[Aufgabe 1]
Wie viele Protestierende nahm die Polizei laut dem Auszug allein in Moskau in Gewahrsam?
[Aufgabe 2]
Welche Begründung wurde laut dem Auszug für die Verurteilung Nawalnys genannt? Antworte in ein bis zwei Sätzen.

[Auszug]
++++
Nawalny-Prozess: 1.400 Festnahmen in Moskau nach Urteil
Bei Protesten nach dem Urteil gegen den Kremlgegner Alexej Nawalny sind am Dienstagabend mehr als 1.400 Menschen festgenommen worden. Das teilte die Nichtregierungsorganisation OWD-Info auf ihrer Website mit. Allein in Moskau habe die Polizei 1.116 Protestierende in Gewahrsam genommen. Rund zwei Wochen nach seiner Rückkehr nach Russland war der russische Oppositionelle zu einer Freiheitsstrafe von dreieinhalb Jahren verurteilt worden.
Nawalny habe gegen Bewährungsauflagen verstoßen, hieß es zur Begründung. Die Anwälte des 44-Jährigen kündigten umgehend Berufung an. Das Verfahren galt als politisch motiviert. Seine Vertrauten riefen nach dem Urteil zu weiteren Protesten in der Hauptstadt auf. Bereits an den zwei vergangenen Wochenenden hatten im ganzen Land Zehntausende Menschen gegen den Staatschef demonstriert, über 5.000 wurden festgenommen.
Bereits während der mehrstündigen Gerichtsverhandlung nahm die Polizei am Dienstag immer wieder Menschen in Gewahrsam. In St. Petersburg gab laut OWD-Info 246 Festnahmen. Auch in anderen Städten fanden Proteste statt und wurden Menschen in Gewahrsam genommen.
"Putin ist ein Dieb!"
++++
Daten zum Zeigen auf Regionen:
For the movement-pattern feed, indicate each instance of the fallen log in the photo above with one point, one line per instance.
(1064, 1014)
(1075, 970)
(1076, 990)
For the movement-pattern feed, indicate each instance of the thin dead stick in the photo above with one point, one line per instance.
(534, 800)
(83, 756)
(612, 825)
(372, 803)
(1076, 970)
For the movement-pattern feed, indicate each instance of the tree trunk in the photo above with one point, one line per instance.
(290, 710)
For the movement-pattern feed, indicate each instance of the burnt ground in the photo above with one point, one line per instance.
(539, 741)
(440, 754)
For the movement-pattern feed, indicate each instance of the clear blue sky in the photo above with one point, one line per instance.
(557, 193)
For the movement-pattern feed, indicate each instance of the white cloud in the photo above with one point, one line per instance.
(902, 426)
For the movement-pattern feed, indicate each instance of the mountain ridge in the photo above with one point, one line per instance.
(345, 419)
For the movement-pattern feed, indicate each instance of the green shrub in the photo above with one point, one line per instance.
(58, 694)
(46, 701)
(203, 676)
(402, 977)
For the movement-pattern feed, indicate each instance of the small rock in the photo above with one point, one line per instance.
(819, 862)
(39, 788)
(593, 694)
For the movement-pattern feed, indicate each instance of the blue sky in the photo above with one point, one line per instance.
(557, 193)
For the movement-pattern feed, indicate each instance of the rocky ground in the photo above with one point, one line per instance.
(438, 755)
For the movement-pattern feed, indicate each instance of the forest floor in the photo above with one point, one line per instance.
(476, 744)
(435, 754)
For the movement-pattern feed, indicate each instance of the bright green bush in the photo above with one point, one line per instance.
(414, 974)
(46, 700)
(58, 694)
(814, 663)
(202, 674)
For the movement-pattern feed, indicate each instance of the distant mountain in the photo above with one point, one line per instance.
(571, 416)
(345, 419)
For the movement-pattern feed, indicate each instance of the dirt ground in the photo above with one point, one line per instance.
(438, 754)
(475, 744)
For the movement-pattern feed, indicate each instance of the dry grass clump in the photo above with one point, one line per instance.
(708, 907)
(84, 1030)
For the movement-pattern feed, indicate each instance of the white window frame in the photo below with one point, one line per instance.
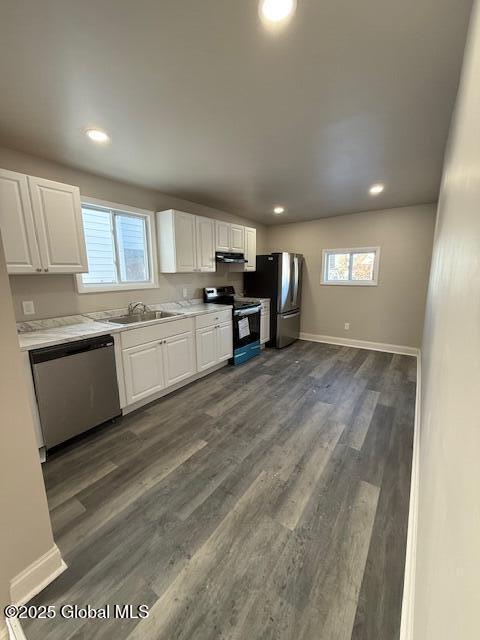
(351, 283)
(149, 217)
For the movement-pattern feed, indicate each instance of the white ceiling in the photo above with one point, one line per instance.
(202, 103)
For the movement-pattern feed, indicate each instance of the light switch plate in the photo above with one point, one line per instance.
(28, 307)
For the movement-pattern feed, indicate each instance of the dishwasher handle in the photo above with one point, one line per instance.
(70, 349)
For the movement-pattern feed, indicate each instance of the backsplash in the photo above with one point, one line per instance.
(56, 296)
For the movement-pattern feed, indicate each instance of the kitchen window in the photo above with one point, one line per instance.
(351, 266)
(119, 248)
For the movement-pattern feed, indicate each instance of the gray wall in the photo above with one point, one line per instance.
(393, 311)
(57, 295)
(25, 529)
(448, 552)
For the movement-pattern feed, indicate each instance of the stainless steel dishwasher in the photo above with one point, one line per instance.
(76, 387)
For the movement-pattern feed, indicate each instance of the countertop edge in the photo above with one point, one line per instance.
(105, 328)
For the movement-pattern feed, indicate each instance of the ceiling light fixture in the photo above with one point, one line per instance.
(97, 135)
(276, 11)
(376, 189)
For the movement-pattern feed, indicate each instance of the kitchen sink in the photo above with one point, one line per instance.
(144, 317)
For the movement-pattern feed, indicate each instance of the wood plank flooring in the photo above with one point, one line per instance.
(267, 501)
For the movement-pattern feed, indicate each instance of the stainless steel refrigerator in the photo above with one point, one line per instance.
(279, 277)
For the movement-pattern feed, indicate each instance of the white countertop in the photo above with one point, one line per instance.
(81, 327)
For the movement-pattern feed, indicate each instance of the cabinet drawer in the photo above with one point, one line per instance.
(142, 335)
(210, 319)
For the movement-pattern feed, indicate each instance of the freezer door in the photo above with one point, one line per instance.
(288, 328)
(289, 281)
++++
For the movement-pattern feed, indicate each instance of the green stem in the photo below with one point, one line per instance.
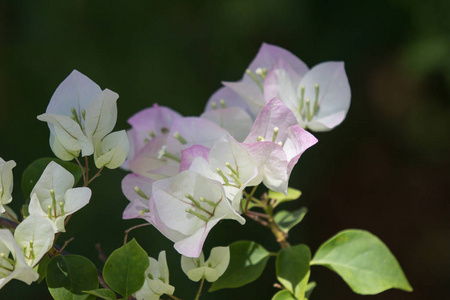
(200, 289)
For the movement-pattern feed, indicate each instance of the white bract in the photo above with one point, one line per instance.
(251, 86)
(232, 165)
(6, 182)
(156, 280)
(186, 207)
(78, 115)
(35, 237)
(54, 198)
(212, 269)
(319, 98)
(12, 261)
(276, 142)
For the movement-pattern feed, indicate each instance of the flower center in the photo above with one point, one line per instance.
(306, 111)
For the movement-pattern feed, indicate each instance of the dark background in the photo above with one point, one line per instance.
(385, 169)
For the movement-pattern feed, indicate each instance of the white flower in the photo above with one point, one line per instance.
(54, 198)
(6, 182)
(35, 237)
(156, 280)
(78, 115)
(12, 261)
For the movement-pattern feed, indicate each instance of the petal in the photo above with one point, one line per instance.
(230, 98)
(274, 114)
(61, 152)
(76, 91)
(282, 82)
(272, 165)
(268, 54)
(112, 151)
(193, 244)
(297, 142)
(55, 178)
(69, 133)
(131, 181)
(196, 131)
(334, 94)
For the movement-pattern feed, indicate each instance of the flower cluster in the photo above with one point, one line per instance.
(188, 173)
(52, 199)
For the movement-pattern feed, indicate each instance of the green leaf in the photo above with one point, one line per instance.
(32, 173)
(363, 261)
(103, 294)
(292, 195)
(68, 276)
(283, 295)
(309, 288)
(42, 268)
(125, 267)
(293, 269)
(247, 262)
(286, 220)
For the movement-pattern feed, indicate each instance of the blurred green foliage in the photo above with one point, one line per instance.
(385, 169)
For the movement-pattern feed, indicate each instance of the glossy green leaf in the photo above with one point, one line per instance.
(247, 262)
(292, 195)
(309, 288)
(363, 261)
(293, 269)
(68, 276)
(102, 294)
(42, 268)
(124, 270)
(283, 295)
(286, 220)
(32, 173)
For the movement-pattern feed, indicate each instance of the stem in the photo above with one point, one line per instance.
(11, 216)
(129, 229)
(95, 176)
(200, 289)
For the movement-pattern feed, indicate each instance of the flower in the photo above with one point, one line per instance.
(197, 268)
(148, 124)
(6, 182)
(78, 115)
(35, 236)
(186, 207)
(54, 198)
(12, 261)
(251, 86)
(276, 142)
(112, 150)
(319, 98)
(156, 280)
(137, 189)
++++
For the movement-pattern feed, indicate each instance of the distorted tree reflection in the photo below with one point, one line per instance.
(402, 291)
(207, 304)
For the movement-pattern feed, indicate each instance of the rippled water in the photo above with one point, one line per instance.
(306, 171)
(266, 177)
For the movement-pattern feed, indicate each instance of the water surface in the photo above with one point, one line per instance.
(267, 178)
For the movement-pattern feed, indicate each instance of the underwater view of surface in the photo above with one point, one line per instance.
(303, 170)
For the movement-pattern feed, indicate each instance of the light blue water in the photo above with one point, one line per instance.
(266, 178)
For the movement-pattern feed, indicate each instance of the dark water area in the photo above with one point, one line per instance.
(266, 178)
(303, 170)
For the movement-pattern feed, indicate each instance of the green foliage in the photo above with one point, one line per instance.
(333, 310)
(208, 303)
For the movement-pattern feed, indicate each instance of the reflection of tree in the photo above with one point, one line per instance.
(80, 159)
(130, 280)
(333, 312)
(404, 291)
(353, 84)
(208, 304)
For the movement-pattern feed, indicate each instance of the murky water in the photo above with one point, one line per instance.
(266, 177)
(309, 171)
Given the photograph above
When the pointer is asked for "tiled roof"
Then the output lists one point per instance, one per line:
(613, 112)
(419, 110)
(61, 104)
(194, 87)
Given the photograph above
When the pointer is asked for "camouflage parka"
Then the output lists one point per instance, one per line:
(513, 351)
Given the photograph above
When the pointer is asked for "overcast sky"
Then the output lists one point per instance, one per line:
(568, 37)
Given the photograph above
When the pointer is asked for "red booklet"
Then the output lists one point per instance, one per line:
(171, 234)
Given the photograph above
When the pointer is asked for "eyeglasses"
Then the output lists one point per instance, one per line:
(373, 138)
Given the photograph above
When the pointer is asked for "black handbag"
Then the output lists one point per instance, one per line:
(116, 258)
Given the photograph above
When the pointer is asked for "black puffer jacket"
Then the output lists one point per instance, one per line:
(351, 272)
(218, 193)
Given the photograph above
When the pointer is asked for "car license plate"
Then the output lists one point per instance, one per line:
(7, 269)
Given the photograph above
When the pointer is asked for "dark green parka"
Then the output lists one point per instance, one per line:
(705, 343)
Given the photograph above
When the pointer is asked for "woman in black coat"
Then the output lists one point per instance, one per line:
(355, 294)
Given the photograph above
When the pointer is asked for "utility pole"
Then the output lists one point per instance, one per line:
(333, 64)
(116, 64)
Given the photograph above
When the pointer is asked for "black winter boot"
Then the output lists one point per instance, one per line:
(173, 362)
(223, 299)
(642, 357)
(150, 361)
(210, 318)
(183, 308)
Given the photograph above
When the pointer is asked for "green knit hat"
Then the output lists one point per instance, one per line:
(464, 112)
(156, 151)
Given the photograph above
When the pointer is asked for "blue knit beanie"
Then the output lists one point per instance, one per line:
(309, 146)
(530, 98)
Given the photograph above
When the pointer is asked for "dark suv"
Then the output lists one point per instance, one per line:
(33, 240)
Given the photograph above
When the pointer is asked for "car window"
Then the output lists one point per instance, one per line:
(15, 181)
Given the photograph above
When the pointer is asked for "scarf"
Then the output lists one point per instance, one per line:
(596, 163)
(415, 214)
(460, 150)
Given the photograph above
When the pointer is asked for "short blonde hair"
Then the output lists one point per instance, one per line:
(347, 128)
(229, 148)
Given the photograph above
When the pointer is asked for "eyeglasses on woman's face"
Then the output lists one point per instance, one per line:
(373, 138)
++++
[Übungsergebnis 1]
1.116 Protestierende.

[Übungsergebnis 2]
Als Begründung hieß es, Nawalny habe gegen Bewährungsauflagen verstoßen. Deshalb wurde er zu einer Freiheitsstrafe von dreieinhalb Jahren verurteilt.